__Brief__
Can you write out the material below again with each "indicate" swapped for "mark", changing nothing else and leaving the pictures out?

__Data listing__
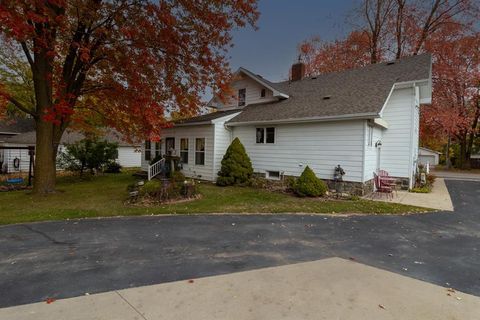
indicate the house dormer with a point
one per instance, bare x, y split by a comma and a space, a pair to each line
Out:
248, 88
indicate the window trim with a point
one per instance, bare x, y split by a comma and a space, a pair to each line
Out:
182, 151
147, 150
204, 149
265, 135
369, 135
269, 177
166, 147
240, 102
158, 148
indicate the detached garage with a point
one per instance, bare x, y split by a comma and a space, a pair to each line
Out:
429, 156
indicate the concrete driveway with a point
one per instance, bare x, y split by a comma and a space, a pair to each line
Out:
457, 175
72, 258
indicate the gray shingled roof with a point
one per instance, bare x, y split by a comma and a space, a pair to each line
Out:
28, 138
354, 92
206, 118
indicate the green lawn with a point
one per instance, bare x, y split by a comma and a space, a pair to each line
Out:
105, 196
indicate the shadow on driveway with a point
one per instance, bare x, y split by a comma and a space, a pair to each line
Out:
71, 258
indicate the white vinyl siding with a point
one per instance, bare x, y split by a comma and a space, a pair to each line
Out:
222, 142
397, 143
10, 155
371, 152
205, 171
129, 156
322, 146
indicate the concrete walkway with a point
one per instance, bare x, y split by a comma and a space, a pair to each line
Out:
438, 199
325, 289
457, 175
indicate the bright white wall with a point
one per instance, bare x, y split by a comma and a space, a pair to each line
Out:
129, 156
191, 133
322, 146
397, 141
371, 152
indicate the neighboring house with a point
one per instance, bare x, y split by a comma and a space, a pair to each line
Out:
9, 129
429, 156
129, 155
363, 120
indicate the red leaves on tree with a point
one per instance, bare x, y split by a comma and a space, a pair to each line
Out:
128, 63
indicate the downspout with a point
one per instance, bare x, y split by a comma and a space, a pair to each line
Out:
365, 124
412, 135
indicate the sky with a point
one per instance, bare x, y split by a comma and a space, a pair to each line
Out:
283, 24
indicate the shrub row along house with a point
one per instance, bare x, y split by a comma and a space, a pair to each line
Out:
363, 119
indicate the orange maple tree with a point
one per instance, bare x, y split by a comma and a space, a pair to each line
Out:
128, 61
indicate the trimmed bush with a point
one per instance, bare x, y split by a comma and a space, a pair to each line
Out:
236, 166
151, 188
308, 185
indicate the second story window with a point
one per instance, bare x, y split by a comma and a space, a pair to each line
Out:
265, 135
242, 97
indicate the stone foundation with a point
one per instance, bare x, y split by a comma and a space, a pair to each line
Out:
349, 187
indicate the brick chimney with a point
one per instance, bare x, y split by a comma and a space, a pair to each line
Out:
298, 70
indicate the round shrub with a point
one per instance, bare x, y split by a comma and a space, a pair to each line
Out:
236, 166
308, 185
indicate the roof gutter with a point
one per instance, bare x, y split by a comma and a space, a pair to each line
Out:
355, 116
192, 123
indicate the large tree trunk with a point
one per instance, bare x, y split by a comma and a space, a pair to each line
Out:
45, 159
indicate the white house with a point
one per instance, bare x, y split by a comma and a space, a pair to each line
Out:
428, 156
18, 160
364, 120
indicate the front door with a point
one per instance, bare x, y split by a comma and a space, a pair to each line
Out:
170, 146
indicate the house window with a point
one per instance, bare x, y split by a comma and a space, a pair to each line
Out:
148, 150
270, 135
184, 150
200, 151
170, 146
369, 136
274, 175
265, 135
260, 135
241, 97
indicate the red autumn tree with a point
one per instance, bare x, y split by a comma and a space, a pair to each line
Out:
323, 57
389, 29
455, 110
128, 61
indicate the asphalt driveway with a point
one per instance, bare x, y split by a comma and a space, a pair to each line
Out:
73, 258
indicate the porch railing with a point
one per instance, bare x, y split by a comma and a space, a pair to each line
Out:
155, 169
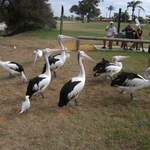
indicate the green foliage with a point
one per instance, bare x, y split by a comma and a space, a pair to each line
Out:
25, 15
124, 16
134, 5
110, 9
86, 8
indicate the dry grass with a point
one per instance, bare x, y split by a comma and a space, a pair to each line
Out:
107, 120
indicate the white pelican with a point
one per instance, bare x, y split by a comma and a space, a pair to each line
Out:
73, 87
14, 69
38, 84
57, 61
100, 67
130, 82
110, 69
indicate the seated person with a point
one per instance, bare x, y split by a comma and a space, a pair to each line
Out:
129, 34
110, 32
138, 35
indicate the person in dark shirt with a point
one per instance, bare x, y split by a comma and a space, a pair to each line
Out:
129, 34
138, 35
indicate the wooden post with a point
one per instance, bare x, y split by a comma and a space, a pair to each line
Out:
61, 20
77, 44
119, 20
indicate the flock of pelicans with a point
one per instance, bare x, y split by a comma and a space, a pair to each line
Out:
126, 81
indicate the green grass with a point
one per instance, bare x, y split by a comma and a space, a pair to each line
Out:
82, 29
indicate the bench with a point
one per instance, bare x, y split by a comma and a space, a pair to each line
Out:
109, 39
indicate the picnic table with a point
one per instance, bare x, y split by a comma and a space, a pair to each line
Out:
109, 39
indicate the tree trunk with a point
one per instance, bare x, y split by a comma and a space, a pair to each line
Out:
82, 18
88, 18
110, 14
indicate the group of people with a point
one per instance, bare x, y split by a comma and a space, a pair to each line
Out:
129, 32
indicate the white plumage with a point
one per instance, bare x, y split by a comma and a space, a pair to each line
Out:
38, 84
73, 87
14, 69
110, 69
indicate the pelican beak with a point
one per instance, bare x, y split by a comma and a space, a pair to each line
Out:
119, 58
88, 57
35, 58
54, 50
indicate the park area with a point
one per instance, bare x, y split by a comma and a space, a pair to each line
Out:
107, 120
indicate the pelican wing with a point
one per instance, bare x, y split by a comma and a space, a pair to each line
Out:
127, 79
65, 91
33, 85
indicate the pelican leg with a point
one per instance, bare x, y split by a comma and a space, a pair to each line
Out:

__Answer for this exercise__
mark the house dormer with a point
one per instance, bare x, y split by a comma and a space, a pair to each line
Out:
248, 88
mark the window trim with a point
one per instance, bare x, y split by a comma and a space, a pair to each line
Out:
182, 151
147, 150
204, 149
265, 135
369, 135
269, 177
166, 147
240, 102
158, 148
mark the detached garage with a point
one per instance, bare x, y split by a comma and a space, a pair to each line
Out:
429, 156
mark the concrete driveway with a point
one per instance, bare x, y split by a comma and a space, a pair to each line
Out:
457, 175
72, 258
mark the gray shingled roof with a point
one per instance, bare x, y split by a comma and a space, a pair to each line
Out:
28, 138
354, 92
206, 118
mark the green lawn with a point
one per instance, bare x, y split by a comma and a space, a pair to each line
Out:
105, 196
mark the shadow on driveway with a point
one per instance, bare x, y split by a comma and a space, a pair to each line
Out:
71, 258
mark the white vinyl siding with a point
one per instance, bare x, y split by a comma and a space, a pair to each line
Out:
222, 142
397, 143
10, 155
371, 152
205, 171
129, 156
322, 146
mark the concrete walkway with a point
one per instance, bare x, y split by a comma and a space, a pair to each line
Out:
438, 199
325, 289
457, 175
mark the bright white wall with a point
one per instance, bare x, y split by a comma and a space, a pair to each line
Out:
129, 156
191, 133
322, 146
397, 141
371, 152
mark the neighboring house with a point
one per instance, bare x, y split by a comma and a space, a pair to each line
Out:
9, 129
429, 156
129, 155
363, 120
mark the red leaves on tree with a point
one per instance, bare x, y split by a comma and a space, a pair to each line
Out:
128, 63
mark the downspout with a point
one per instance, bare x, y split by a comma and a space, a pair to each line
Out:
365, 124
412, 135
mark the sky with a point
one per instance, bare x, y split by a comma and a space, a pair to each line
Out:
283, 24
mark the shrub row along house with a point
one per instance, bare x, y split by a comma and a space, a pair to each line
Out:
363, 119
mark the orange maple tree with a point
one per instance, bare x, y split by a comma and a space, a pair to each line
Out:
128, 61
mark the trimmed bush with a point
one per instance, bare x, y split by a comma and a space, a pair to each line
Out:
236, 166
151, 188
308, 185
mark the second story window with a point
one per instance, bare x, y split by a comma and a space, a pair to each line
Out:
265, 135
242, 97
mark the stone foundation with a point
one per instance, bare x, y split by a comma and a space, a pair to each line
Out:
349, 187
mark the brick chimney with a point
one per instance, bare x, y split by a comma and a space, a pair to each line
Out:
298, 70
mark the round shrub with a point
one per instance, bare x, y split by a comma and a space, a pair to each line
Out:
236, 166
308, 185
mark the roof gutter with a point
one per instance, bare x, y split by a comma and a space, a pair to each line
Out:
355, 116
192, 123
mark the large tree trunk with a point
one per instance, bare x, y split by a comma and a space, a pair to each line
Out:
45, 159
mark the white house with a point
one per instance, bare x, y split by a comma and a space, a pair to each line
Out:
428, 156
18, 160
364, 120
mark the front door with a point
one per instance, bare x, y split by a comma and a space, a pair to each line
Out:
170, 146
mark the house window with a point
one per instance, bare x, y split by a comma and a space, a pair to each line
Out:
148, 150
270, 135
184, 150
200, 151
170, 146
369, 136
274, 175
265, 135
260, 135
241, 97
mark the red autumn tree with a point
one per instance, bare x, y split by a comma and a space, a pair to each line
Out:
323, 57
389, 29
455, 110
128, 61
mark the asphalt driveway with a point
one per instance, bare x, y split by a comma and a space, a pair to each line
Out:
73, 258
mark the porch railing with a point
one per instance, bare x, y split by a comma and a space, a pair to each line
Out:
155, 169
mark the green foliage with a point
one per instance, bare x, y split by a comma and a space, a pair to each line
Out:
25, 15
124, 16
134, 5
110, 9
86, 8
mark the dry grass with a point
one per instance, bare x, y split by a comma and a space, a pair to each line
Out:
107, 120
mark the white pelican with a point
one per instance, bare x, y split by a comma and a space, a pair to each line
Out:
73, 87
14, 69
38, 84
57, 61
100, 67
130, 82
110, 69
mark the seated person with a point
one per instance, bare x, y split by a comma and a space, a pair to each line
Out:
129, 34
110, 32
138, 35
mark the person in dark shirt with a point
one per instance, bare x, y split by a comma and a space, a pair to each line
Out:
129, 34
138, 35
mark the wooden post with a point
one per instance, bare x, y split by a comma and a space, a pair to each line
Out:
61, 20
77, 44
119, 20
mark the flock of pelicans with a point
one per instance, bare x, y split by a comma and a space, a pair to each line
Out:
126, 81
mark the green grass with a point
one per instance, bare x, y split by a comma and a space, a pair to each line
Out:
82, 29
mark the bench with a point
one per instance, bare x, y split by a comma and a space, a pair to each line
Out:
109, 39
mark the picnic table with a point
one per instance, bare x, y split by a comma and a space, a pair to each line
Out:
109, 39
mark the tree trunk with a point
one per instance, bare x, y split by a comma and a space, a pair to each line
Out:
82, 18
88, 18
110, 14
mark the group of people with a point
one per instance, bare x, y split by a comma and a space, a pair to each line
Out:
129, 32
mark the white plumage with a point
one per instance, bare x, y split by a comma and a space, a pair to each line
Out:
38, 84
73, 87
14, 69
110, 69
mark the pelican beak with a point
one per instance, bare x, y split by a comma and a space, a pair to each line
Out:
119, 58
88, 57
35, 58
54, 50
mark the park area with a point
one per instance, bare x, y split by a comma and a space, a pair to each line
Out:
107, 120
mark the pelican wing with a point
one per instance, bare x, y split by a comma and a space, a pair to each line
Out:
127, 79
65, 91
33, 85
mark the pelican leg with a point
one per instance, bare x, y split by a comma and a space, a pair to each line
Out:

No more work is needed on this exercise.